### Requisitos do exercício:
a) Diga se cada afirmação a seguir está de acordo com o acórdão, respondendo sim ou não e citando literalmente as palavras decisivas: (i) o julgamento ocorreu em sessão permanente e virtual da 14ª Câmara de Direito Público; (ii) o Presidente Octavio Machado de Barros votou no julgamento; (iii) a sentença recorrida negou a ordem pleiteada.
b) Transcreva, palavra por palavra, o trecho do acórdão que começa nas palavras "Vistos, relatados e" e termina depois das palavras "JOYCE SAFDIE PROUSHAN.".

### Texto:
TJ|SP: Apelação Cível e Reexame Necessário – Mandado de Segurança – ITBI – Municipalidade de São Paulo – Cessão de direitos – Alegação de ausência de fato gerador – Sentença que concedeu a ordem pleiteada – Pretensão à reforma – Não caracterização do fato gerador do ITBI quando se tem, apenas, instrumento particular de cessão de direitos e obrigações – Concessão da ordem mantida – Recursos Oficial e Voluntário da Municipalidade de São Paulo não providos.

ACÓRDÃO

Vistos, relatados e discutidos estes autos de Apelação / Remessa Necessária nº 1068847-14.2019.8.26.0053, da Comarca de São Paulo, em que é apelante PREFEITURA MUNICIPAL DE SÃO PAULO e Recorrente JUÍZO EX OFFICIO, são apelados PAULO PROUSHAN (E SUA MULHER) e FORTUNEÉ JOYCE SAFDIE PROUSHAN.

ACORDAM, em sessão permanente e virtual da 14ª Câmara de Direito Público do Tribunal de Justiça de São Paulo, proferir a seguinte decisão: Negaram provimento ao recurso. V. U., de conformidade com o voto do relator, que integra este acórdão.

O julgamento teve a participação dos Desembargadores OCTAVIO MACHADO DE BARROS (Presidente sem voto), MÔNICA SERRANO E KLEBER LEYSER DE AQUINO.

São Paulo, 31 de julho de 2020.

SILVANA MALANDRINO MOLLO

Relatora

Assinatura Eletrônica

Apelação Cível / Reexame Necessário nº 1068847-14.2019.8.26.0053.

Apelante / Recorrente: Municipalidade de São Paulo e Juízo Ex Officio.

Apelados: Paulo Proushan e outra.

Comarca: São Paulo.

Juiz de Origem: Emílio Migliano Neto.

VOTO Nº 9585

APELAÇÃO CÍVEL e REEXAME NECESSÁRIO – Mandado de Segurança – ITBI – Municipalidade de São Paulo – Cessão de direitos – Alegação de ausência de fato gerador – Sentença que concedeu a ordem pleiteada – Pretensão à reforma – Não caracterização do fato gerador do ITBI quando se tem, apenas, instrumento particular de cessão de direitos e obrigações – Concessão da ordem mantida – Recursos Oficial e Voluntário da Municipalidade de São Paulo não providos.

Trata-se de Reexame Necessário e Recurso de Apelação, este último interposto pela Municipalidade de São Paulo, em face da r. sentença de fls. 50/56 destes autos digitais que, em Mandado de Segurança impetrado por Paulo Proushan e Fortuneé Joyce Safdie Proushan contra ato do Diretor do Departamento de Rendas Imobiliárias do Município de São Paulo, confirmou a liminar concedida a fls. 26/29 e concedeu a ordem, para determinar que a autoridade impetrada se abstivesse de exigir ITBI sobre a cessão de direitos do imóvel descrito na exordial.

### Conjunto de dados:
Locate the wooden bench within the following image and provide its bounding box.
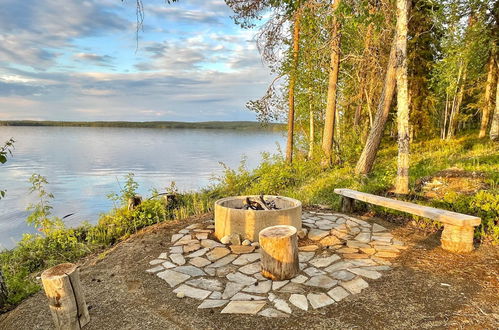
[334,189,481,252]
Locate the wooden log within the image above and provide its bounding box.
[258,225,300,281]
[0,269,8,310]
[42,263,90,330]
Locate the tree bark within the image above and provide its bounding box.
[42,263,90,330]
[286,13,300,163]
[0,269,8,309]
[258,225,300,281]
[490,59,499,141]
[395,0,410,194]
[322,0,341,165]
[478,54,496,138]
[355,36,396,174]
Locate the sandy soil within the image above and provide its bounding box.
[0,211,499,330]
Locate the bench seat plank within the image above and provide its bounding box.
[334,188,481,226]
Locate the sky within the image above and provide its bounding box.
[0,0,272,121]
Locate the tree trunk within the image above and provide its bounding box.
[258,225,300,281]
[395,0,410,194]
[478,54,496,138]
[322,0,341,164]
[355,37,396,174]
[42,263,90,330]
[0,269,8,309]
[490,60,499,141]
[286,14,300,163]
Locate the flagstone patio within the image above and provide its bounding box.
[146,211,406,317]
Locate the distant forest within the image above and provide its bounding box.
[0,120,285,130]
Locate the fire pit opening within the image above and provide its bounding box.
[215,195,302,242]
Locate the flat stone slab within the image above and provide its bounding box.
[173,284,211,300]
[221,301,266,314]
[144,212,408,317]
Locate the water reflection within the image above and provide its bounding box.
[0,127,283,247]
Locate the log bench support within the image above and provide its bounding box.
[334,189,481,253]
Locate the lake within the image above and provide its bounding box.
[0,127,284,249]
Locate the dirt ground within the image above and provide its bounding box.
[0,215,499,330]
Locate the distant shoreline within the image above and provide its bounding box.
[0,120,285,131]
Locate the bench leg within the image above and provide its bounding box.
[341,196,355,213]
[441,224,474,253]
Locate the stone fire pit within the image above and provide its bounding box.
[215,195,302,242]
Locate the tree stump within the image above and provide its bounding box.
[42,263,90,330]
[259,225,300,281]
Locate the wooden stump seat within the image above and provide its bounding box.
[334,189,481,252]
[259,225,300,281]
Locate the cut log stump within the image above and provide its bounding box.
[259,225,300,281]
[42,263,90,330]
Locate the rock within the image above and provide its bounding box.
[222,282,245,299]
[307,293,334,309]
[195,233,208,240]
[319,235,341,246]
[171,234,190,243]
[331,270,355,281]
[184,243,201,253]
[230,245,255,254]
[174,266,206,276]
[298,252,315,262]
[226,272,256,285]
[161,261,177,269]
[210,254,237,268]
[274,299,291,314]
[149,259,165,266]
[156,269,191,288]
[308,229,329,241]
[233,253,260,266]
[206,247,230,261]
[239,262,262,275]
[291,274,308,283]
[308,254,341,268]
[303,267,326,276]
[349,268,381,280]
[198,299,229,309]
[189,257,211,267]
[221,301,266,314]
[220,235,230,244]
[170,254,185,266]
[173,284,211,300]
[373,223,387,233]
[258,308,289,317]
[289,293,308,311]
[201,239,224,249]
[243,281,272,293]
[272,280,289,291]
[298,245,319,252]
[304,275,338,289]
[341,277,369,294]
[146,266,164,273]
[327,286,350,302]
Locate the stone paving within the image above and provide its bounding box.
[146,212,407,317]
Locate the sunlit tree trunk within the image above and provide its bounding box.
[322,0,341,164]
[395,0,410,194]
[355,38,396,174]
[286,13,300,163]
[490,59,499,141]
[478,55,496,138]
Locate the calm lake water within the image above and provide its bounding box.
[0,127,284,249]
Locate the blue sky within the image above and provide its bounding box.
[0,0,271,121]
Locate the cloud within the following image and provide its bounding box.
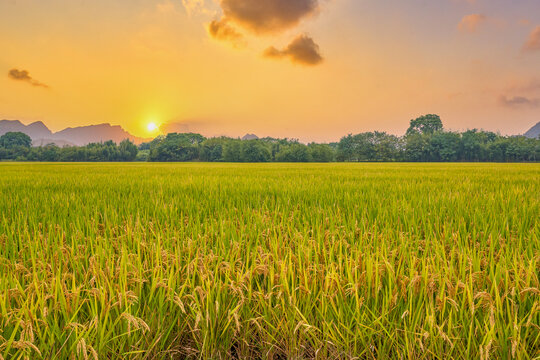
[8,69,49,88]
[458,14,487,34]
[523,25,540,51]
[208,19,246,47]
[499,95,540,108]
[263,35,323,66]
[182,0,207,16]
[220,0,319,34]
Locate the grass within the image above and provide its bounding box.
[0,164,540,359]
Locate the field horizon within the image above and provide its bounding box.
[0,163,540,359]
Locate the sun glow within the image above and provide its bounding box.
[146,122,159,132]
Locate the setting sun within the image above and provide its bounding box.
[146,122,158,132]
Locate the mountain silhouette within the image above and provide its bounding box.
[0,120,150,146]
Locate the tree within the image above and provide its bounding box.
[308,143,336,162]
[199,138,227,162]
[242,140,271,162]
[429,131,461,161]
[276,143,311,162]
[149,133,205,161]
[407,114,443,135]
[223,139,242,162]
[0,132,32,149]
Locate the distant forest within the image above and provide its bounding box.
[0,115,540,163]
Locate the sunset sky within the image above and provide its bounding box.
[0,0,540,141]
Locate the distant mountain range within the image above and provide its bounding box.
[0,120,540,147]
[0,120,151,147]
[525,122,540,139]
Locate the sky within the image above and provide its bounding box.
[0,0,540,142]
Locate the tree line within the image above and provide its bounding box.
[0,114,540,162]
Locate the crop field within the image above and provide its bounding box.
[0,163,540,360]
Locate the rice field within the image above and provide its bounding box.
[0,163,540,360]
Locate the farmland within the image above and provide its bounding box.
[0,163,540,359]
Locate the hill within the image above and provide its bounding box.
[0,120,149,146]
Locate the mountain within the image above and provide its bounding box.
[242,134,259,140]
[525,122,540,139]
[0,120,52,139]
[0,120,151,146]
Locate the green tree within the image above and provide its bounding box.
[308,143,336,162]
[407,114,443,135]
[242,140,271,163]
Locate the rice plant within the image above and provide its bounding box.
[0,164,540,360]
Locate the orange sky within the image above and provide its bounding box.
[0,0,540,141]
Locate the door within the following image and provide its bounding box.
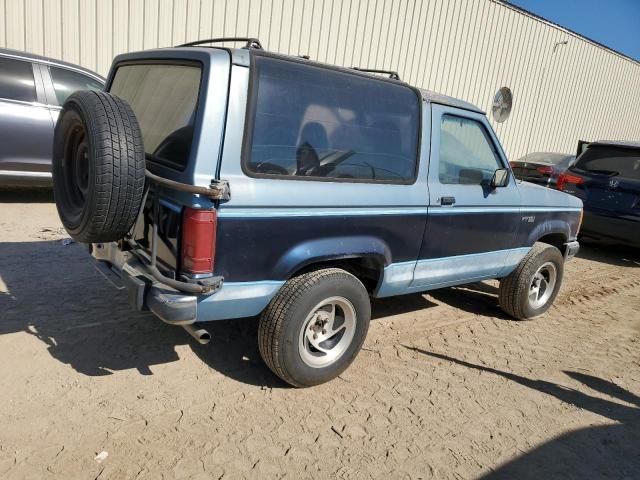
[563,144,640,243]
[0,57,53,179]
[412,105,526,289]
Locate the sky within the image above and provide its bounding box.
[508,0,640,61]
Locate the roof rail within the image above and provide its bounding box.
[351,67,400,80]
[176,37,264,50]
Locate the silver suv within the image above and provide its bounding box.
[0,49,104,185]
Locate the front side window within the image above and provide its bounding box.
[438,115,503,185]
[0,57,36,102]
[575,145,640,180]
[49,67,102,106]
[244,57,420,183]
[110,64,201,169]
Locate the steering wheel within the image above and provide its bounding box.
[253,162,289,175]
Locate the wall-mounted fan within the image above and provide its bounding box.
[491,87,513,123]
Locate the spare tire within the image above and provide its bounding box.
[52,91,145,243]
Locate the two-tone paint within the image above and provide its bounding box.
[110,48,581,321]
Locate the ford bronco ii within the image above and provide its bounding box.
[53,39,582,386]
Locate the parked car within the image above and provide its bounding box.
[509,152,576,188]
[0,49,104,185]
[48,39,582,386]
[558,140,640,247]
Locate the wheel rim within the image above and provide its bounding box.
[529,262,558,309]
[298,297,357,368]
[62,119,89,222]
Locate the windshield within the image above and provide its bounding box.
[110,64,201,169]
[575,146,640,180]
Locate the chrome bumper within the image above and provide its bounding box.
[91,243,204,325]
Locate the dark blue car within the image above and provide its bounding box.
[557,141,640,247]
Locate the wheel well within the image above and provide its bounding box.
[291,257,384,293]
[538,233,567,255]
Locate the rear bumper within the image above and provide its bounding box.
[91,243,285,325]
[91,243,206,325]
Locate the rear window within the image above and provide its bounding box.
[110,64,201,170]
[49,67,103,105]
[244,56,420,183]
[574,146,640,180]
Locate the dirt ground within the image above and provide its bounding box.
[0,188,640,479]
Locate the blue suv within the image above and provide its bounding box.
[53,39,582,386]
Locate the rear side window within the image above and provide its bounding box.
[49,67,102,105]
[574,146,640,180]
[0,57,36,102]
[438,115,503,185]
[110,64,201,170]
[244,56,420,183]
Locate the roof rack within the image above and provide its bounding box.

### Resultados do exercício:
a)
(i) Sim: "em sessão permanente e virtual da 14ª Câmara de Direito Público"
(ii) Não: "OCTAVIO MACHADO DE BARROS (Presidente sem voto)"
(iii) Não: "Sentença que concedeu a ordem pleiteada"

b)
Vistos, relatados e discutidos estes autos de Apelação / Remessa Necessária nº 1068847-14.2019.8.26.0053, da Comarca de São Paulo, em que é apelante PREFEITURA MUNICIPAL DE SÃO PAULO e Recorrente JUÍZO EX OFFICIO, são apelados PAULO PROUSHAN (E SUA MULHER) e FORTUNEÉ JOYCE SAFDIE PROUSHAN.